### 練習用の文章
◇ ◇ ◇ ◇ ◇

仕方なく放置したまま6年が過ぎた。その間、源内は通詞の助けなども借りながらオランダ語の文献を通して仕組みを勉強し、修理方法を探究した。こうした努力の末に、ようやく復元に成功したのだった。
機能するようになった静電気発生装置を江戸で見世物に
先ほど筆者が源内はエレキテルを修理したのであって発明したのではないと書いた。これは決して彼の業績を貶めるためではない。その修理作業の困難さを理解する前提としてあえて確認したのである。
復元に際して源内が参考にしたのは、破損した現物と曖昧な図解、そして判読できない蘭語の文献のみだった。詳細な設計図も解説書もなければ、指導する技術者もいない。もちろん、インターネットなどなかった。その乏しい情報の中での復元作業は『解体新書』の翻訳にも匹敵する難事業だったはずである。この点はいくら賞賛してもし過ぎということはないだろう。
源内は西洋ではエレキテルが見世物に使われていることを知っていた。そこで彼も復元した器械を見世物に供することにした。
集まった人々にエレキテルの端末を触らせ、ビリっと感電させる。わっと悲鳴を上げて手を離す者、ひっくり返って尻もちをつく者、驚きとざわめきが一座に広がる。このアトラクションは大人気となり、それとともに源内の名も全国に知れ渡るようになった。
もっとも見世物としては、一瞬、驚かせるだけである。一度体験すれば充分というわけで、間もなく飽きられてしまった。本来の電気治療法にも使おうとしたが、これもほとんど普及しなかった。
エレキテルを15台製作しセレブに売って生活費を稼いだ
源内は生前エレキテルを15台製作し、一部を高貴な人々に販売して暮らしの足しにしたと伝えられている。それによって窮地に陥りがちな源内の懐を少しは潤したと見られている。ただし、現存しているのは2台のみである。1台は、東京都墨田区の郵政博物館(旧逓信総合博物館)に収蔵され、国の重要文化財(歴史資料)に指定されている。もう1台は源内の地元さぬき市志度に開設された平賀源内記念館に保存されている。ただしこちらの方は、元はあったと思われる蓄電瓶が欠けている。

◇ ◇ ◇ ◇ ◇

ポイント位置のデータ
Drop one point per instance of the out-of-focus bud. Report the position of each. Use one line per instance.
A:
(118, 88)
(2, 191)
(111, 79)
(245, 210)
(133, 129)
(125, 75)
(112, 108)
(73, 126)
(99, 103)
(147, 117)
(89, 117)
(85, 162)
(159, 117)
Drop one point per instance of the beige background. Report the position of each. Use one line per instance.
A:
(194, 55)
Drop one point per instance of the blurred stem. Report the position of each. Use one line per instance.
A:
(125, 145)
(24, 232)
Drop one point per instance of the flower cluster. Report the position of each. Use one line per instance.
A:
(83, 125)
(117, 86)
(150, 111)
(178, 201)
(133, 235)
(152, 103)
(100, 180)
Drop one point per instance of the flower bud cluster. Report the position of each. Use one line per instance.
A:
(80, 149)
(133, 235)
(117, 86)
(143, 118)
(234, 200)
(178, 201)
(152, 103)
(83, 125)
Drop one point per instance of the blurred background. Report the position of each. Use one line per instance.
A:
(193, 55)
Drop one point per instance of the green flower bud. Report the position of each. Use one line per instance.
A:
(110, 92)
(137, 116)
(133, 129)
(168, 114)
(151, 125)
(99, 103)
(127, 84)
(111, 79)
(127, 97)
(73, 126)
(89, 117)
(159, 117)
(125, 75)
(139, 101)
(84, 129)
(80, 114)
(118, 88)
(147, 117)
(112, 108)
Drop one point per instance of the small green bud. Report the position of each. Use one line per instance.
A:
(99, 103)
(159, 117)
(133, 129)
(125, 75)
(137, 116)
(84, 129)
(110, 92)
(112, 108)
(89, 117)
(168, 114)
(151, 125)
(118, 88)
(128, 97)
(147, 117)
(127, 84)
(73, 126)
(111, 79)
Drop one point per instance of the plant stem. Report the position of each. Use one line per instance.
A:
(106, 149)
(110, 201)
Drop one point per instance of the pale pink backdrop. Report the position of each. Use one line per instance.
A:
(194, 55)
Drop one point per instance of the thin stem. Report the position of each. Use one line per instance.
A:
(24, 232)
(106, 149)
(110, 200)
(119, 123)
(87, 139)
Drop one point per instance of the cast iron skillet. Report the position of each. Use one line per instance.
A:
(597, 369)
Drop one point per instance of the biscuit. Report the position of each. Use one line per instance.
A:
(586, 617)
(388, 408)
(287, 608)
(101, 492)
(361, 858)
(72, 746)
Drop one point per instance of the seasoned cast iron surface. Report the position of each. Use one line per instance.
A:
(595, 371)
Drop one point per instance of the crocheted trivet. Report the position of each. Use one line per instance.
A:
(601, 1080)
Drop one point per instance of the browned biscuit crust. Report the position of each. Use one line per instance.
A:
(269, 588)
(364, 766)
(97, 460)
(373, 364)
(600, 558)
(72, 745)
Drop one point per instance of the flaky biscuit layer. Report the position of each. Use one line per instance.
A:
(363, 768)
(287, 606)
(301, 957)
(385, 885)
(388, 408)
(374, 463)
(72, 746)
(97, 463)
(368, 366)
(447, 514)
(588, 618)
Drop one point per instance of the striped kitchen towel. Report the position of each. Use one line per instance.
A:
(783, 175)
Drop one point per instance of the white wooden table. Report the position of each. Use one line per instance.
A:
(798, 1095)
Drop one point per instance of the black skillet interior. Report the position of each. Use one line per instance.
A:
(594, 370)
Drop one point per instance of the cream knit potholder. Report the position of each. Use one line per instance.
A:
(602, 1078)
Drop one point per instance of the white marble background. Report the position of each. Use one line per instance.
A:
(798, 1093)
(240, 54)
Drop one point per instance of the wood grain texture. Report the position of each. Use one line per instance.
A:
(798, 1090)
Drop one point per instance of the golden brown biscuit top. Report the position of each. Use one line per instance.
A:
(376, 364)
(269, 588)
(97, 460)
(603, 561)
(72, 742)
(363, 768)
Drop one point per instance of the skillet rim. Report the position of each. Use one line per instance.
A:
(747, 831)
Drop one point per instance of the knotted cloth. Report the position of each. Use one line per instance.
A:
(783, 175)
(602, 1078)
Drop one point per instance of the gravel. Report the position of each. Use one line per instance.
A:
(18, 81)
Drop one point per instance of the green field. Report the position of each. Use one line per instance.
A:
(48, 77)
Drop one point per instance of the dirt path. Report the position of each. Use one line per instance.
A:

◇ ◇ ◇ ◇ ◇

### 取り組む課題
エレキテルについての文章のうち、「仕方なく放置したまま6年が過」から始まって「してあえて確認したのである。」で終わる部分を、一字も変えずに書き出してください。 このデータは別のところから持ってきたものです。

### 課題の答え
仕方なく放置したまま6年が過ぎた。その間、源内は通詞の助けなども借りながらオランダ語の文献を通して仕組みを勉強し、修理方法を探究した。こうした努力の末に、ようやく復元に成功したのだった。
機能するようになった静電気発生装置を江戸で見世物に
先ほど筆者が源内はエレキテルを修理したのであって発明したのではないと書いた。これは決して彼の業績を貶めるためではない。その修理作業の困難さを理解する前提としてあえて確認したのである。